** Start of PASSAGE GIVEN **

The University expects all staff and students to be familiar with the academic integrity principle, the Academic Integrity Rule 2021, the Policy: Student Academic Integrity and Procedure: Student Academic Integrity, and to uphold high standards of academic integrity to ensure the quality and value of our qualifications.

The Academic Integrity Rule 2021 is a legal document that the University uses to promote academic integrity, and manage breaches of the academic integrity principle. The Policy and Procedure support the Rule by outlining overarching principles, responsibilities and processes. The Academic Integrity Rule 2021 commences on 1 December 2021 and applies to courses commencing on or after that date, as well as to research conduct occurring on or after that date. Prior to this, the Academic Misconduct Rule 2015 applies.


The University commits to assisting all students to understand how to engage in academic work in ways that are consistent with, and actively support academic integrity. All coursework students must complete the online Academic Integrity Module (Epigeum), and Higher Degree Research (HDR) students are required to complete research integrity training. The Academic Integrity website provides information about services available to assist students with their assignments, examinations and other learning activities, as well as understanding and upholding academic integrity.

Online Submission

You will be required to electronically sign a declaration as part of the submission of your assignment. Please keep a copy of the assignment for your records. Unless an exemption has been approved by the Associate Dean (Education) submission must be through Turnitin.

Hardcopy Submission

For some forms of assessment (hand written assignments, art works, laboratory notes, etc.) hard copy submission is appropriate when approved by the Associate Dean (Education). Hard copy submissions must utilise the Assignment Cover Sheet. Please keep a copy of tasks completed for your records.

** End of PASSAGE GIVEN **

# [LIST OF TASKS]
1. According to the academic integrity passage, on what date does the Academic Integrity Rule 2021 commence?
2. List every line of the rows that contains the string "ceramic". Case counts.
The rows have no connection to the academic integrity passage.

** Start of RECORDED DATA **

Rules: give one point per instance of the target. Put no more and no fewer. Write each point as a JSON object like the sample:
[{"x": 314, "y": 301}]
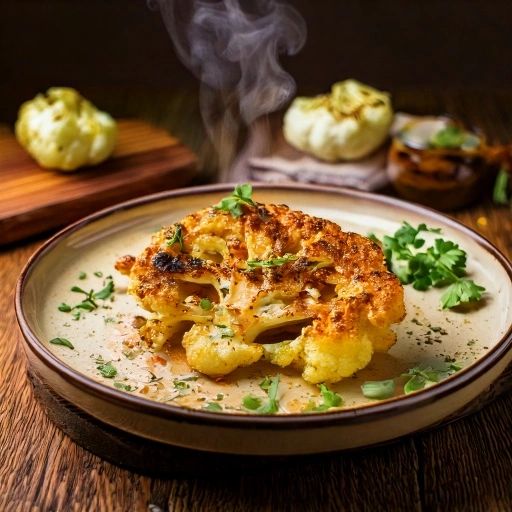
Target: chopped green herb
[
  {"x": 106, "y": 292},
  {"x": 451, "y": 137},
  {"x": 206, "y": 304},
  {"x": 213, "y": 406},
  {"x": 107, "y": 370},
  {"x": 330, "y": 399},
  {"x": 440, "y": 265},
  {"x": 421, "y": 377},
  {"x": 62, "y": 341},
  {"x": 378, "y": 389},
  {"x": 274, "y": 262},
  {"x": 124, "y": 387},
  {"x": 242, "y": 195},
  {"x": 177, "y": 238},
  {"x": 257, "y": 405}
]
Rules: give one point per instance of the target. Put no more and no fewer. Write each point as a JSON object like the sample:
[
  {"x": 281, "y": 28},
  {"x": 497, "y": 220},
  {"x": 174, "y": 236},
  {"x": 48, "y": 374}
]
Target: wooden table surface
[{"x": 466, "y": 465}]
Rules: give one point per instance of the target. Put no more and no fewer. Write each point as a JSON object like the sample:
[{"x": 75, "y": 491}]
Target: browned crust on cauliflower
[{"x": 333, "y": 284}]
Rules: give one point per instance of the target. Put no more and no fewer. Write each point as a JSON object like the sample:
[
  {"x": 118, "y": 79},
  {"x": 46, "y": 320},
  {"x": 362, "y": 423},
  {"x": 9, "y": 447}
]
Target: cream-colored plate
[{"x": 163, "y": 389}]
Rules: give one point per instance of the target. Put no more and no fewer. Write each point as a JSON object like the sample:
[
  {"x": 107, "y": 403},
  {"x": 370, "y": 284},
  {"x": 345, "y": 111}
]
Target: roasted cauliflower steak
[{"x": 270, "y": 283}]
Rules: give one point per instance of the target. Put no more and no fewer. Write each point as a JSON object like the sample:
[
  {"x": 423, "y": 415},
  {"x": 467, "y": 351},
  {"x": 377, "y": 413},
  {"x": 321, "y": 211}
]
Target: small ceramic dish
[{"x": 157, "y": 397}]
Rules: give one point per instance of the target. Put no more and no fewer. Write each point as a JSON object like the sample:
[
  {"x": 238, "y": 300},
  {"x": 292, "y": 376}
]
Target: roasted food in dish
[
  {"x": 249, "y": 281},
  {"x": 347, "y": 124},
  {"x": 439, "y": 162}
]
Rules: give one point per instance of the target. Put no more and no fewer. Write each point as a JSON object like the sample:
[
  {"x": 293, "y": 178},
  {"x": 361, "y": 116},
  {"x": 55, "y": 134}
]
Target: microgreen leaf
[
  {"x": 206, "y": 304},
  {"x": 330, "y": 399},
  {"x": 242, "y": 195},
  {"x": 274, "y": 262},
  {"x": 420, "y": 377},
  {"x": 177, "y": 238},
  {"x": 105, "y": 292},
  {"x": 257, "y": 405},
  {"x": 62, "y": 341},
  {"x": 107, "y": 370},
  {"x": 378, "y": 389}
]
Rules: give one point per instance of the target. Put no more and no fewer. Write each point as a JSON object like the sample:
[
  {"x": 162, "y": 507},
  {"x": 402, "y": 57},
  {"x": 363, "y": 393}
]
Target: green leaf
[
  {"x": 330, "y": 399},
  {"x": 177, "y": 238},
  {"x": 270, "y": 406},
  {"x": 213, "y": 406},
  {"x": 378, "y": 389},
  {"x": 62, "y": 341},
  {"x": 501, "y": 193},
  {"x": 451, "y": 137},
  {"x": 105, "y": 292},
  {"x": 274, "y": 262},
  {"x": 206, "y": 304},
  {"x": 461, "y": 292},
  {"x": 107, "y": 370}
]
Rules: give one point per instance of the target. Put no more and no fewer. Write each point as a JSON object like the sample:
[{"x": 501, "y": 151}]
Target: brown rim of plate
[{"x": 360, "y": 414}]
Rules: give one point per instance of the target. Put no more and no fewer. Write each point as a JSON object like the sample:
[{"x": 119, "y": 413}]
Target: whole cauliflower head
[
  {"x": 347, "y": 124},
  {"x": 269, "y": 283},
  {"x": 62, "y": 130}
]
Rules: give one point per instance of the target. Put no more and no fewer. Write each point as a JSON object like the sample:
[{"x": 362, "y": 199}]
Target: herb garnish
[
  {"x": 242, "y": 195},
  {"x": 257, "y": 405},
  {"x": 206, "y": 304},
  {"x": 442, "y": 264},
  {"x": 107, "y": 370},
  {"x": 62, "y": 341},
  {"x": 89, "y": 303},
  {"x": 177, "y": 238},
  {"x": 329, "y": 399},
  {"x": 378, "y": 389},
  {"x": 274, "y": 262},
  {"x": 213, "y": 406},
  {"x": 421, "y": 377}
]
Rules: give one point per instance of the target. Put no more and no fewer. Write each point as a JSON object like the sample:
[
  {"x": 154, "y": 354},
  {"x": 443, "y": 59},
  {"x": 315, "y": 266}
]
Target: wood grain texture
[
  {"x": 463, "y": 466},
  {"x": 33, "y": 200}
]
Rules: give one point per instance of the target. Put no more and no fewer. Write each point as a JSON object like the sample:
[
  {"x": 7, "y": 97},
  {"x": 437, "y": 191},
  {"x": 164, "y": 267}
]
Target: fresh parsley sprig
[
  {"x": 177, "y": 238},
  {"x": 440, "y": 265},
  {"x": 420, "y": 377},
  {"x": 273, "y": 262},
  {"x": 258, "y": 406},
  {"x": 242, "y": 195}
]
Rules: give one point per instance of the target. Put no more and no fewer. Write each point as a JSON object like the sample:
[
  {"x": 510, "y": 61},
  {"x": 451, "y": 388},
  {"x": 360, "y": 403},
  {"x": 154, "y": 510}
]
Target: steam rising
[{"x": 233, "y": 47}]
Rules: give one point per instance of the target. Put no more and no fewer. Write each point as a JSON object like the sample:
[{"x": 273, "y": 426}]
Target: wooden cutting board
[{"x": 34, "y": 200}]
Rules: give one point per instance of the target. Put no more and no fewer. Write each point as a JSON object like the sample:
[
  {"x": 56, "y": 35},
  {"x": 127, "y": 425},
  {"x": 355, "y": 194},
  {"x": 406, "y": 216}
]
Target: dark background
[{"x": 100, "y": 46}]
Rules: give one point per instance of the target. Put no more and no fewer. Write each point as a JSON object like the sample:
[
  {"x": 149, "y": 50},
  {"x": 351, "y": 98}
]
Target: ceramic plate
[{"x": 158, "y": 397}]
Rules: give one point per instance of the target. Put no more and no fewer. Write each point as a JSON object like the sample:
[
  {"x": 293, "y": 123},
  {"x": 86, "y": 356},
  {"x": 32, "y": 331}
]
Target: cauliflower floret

** End of RECORDED DATA **
** Start of RECORDED DATA **

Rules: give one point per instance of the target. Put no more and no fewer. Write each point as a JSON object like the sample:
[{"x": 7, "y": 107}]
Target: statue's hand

** End of RECORDED DATA **

# [RESULTS BY TASK]
1. 1 December 2021

2.
Target: small ceramic dish
Target: ceramic plate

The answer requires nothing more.